» **Your instructions**
Present the data once more in exactly its original form.

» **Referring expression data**
****

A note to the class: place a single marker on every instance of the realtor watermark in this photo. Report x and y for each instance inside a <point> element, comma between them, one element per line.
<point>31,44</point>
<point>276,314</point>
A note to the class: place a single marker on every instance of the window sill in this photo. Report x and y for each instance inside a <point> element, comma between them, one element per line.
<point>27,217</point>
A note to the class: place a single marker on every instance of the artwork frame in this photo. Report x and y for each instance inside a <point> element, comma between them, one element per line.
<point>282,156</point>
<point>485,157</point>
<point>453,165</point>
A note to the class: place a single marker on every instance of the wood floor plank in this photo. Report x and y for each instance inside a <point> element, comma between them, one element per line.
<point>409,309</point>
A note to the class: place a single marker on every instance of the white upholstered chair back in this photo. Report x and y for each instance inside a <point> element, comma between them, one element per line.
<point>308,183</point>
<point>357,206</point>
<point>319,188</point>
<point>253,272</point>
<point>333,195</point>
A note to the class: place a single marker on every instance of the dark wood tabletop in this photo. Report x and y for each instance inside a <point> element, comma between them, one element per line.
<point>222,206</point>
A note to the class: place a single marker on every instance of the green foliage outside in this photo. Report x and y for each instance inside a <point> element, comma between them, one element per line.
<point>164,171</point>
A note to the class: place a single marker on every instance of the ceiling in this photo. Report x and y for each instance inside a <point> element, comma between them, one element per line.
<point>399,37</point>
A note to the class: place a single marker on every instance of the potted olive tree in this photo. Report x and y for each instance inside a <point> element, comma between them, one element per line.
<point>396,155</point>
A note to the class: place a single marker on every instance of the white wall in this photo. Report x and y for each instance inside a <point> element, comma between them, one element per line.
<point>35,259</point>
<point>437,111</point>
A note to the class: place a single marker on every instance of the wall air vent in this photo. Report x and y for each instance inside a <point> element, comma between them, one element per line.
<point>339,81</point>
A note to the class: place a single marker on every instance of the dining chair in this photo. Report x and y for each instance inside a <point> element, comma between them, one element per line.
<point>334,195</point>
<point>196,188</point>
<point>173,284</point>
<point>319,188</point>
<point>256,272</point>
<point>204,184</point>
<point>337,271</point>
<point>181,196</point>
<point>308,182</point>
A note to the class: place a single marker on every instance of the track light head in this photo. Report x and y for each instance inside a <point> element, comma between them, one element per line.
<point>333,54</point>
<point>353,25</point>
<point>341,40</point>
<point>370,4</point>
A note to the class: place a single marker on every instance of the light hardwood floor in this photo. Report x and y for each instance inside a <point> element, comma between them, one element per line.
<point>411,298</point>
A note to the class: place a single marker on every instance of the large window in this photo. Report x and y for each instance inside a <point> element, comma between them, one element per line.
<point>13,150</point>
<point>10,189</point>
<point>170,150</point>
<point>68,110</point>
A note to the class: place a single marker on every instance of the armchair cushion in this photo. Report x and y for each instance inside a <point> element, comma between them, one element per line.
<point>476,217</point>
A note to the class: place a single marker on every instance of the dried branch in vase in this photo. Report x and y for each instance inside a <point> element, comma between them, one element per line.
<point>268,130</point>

****

» **Response to the exercise**
A note to the class: place a single marker on every instance of the realtor watermark in this photo. Report x and y for each instance inside a <point> element, comma between them, one element per line.
<point>31,44</point>
<point>276,314</point>
A note to the class: place a single marker on every instance of the window sill in this photo. Report x and y for each instance inside a <point> element, comma between them, one element per line.
<point>27,217</point>
A note to the class: place a single marker on every instance of the artwork frame in this photo. Report x and y for each instance inside a <point> element, comma between them, one element per line.
<point>282,156</point>
<point>485,157</point>
<point>453,165</point>
A note to the class: place a single marker on every instance of the wood floor plank in this photo. Report x and y for each instance inside a <point> element, comma between them, one element per line.
<point>409,309</point>
A note to the class: place a single marker on every instance of the white upholstered chair back in this photo. Report x and y for each instance inside a <point> element, comma between them, one element per line.
<point>308,183</point>
<point>357,206</point>
<point>319,188</point>
<point>253,272</point>
<point>333,195</point>
A note to the class: place a single marker on every instance of the dark wood tabletop in this photo. Report x and y for each instance inside a <point> element, comma between them, one element per line.
<point>222,206</point>
A note to the class: place a single marker on every instance of the green foliage outside in this photo. Report x and y for each instance inside a <point> element, comma between them, one element per line.
<point>164,171</point>
A note to the class: place a single marker on every instance of the ceiling in this photo. Report x and y for each instance inside a <point> element, comma between them, one element per line.
<point>399,37</point>
A note to the class: place a single marker on every instance of the potted olive tree in this photo. Report x and y for each instance inside a <point> element, comma between them, one element per line.
<point>396,155</point>
A note to the class: place a single marker on every instance of the white wall in this photo. Report x and y for each instance inside a <point> element, comma between them, one element per line.
<point>35,259</point>
<point>437,111</point>
A note to the class: place a single marker on every instance of the wall air vent in this photo. Report x and y for each instance inside a <point> element, comma between them, one element per line.
<point>339,81</point>
A note to the class: place a single marker on every instance of the dining chair in this photo. Report x and y for each instance inside a <point> element, comma between them, one element per line.
<point>334,195</point>
<point>196,188</point>
<point>173,284</point>
<point>319,188</point>
<point>256,272</point>
<point>204,184</point>
<point>337,271</point>
<point>181,196</point>
<point>308,182</point>
A note to the class: place a single marker on every instance of the track light head in this photo. Report x and y for each instance inside a <point> element, comma between them, one element per line.
<point>333,54</point>
<point>353,25</point>
<point>341,40</point>
<point>370,4</point>
A note to the class: place a single marker on every instance of the light hardwood floor in this photo. Report x and y for each instance inside a <point> element, comma between them, one element per line.
<point>411,298</point>
A note to the class: place a single marker on every instance of the large window in this photo. Report x and y for each instance inside a <point> element, comma between them, one element per line.
<point>13,150</point>
<point>10,189</point>
<point>170,150</point>
<point>68,110</point>
A note to the class: place a single marker on every instance of the armchair cushion in this photo. Report x and y for each instance inside a <point> element, comma between them, one element per line.
<point>476,217</point>
A note to the class: place a single marker on every instance of the dried branch in vase in this photo. Report x and y for each instance inside a <point> element, comma between them, one element per line.
<point>268,130</point>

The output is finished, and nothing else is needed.